Please return the full listing below without altering anything.

################

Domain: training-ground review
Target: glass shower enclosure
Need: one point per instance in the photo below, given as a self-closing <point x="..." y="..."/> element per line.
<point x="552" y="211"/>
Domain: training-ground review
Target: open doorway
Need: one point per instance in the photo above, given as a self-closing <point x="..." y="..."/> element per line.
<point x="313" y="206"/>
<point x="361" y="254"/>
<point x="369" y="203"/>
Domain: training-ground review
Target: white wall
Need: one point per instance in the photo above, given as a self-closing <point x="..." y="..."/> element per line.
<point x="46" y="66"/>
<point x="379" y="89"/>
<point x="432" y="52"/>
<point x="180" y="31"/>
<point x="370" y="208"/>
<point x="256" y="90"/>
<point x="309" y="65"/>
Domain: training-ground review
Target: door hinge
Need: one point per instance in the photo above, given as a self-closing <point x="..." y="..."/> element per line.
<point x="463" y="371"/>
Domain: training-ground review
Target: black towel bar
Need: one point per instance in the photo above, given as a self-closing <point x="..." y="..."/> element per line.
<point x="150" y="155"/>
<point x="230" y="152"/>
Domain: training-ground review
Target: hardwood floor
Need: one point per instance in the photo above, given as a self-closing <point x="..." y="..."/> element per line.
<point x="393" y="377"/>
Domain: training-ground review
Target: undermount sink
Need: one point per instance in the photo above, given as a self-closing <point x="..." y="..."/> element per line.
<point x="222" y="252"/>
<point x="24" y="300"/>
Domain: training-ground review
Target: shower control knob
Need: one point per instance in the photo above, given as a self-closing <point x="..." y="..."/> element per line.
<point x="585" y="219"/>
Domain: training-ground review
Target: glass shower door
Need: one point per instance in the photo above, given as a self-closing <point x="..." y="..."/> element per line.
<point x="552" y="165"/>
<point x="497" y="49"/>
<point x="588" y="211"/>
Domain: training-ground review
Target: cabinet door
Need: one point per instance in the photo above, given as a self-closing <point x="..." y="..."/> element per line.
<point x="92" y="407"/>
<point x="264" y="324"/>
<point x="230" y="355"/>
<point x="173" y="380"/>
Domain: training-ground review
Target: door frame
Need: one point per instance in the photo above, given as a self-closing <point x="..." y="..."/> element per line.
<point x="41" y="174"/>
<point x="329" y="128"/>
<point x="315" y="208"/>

################

» FULL ANSWER:
Domain: training-ground review
Target: glass shower enclosure
Need: one point per instance in the photo below, given as a self-closing <point x="..." y="..."/> element per line.
<point x="552" y="211"/>
Domain: training-ground review
Target: open doorway
Need: one point per instance in the photo above, given as a self-closing <point x="..." y="..."/> element per line.
<point x="313" y="206"/>
<point x="361" y="254"/>
<point x="369" y="203"/>
Domain: training-ground review
Target: white wall
Need: one point per instance in the photo above, given as a self-closing <point x="..." y="..."/> element per line.
<point x="46" y="66"/>
<point x="379" y="89"/>
<point x="432" y="52"/>
<point x="180" y="31"/>
<point x="370" y="208"/>
<point x="256" y="90"/>
<point x="309" y="65"/>
Domain: training-ground review
Target: door hinge
Need: one point per instance in the photo above, given as a self-closing <point x="..." y="..."/> element per line.
<point x="463" y="371"/>
Domain: training-ground review
Target: black towel bar
Need: one point per instance in the photo above, given as a self-closing <point x="..." y="..."/> element per line.
<point x="150" y="155"/>
<point x="230" y="152"/>
Domain: training-ground review
Target: hardwood floor
Need: one point per instance in the photo above, given as a self-closing <point x="..." y="..."/> element per line.
<point x="393" y="377"/>
Domain: training-ground review
Target: undermount sink
Need: one point per instance in the photo above, given as a self-closing <point x="..." y="..."/> element per line.
<point x="222" y="252"/>
<point x="24" y="300"/>
Domain: training-ground review
Target: shower control knob
Need: one point per instance in the photo above, given as a self-closing <point x="..." y="..."/> element per line.
<point x="585" y="219"/>
Domain: training-ground review
Target: glass shower door
Need: one point per instance in the photo above, given as a self-closing <point x="..." y="..."/> element per line.
<point x="552" y="165"/>
<point x="497" y="49"/>
<point x="588" y="211"/>
Domain: training-ground review
Target: cabinet door
Need: one point per instance in the photo above, given as a self-closing <point x="..." y="..."/> element per line.
<point x="92" y="407"/>
<point x="264" y="324"/>
<point x="230" y="355"/>
<point x="173" y="380"/>
Domain: training-ground review
Target: door frame
Need: one point per instance in the photo above, given as a self-closing <point x="..." y="..."/> element per line.
<point x="41" y="174"/>
<point x="329" y="128"/>
<point x="315" y="208"/>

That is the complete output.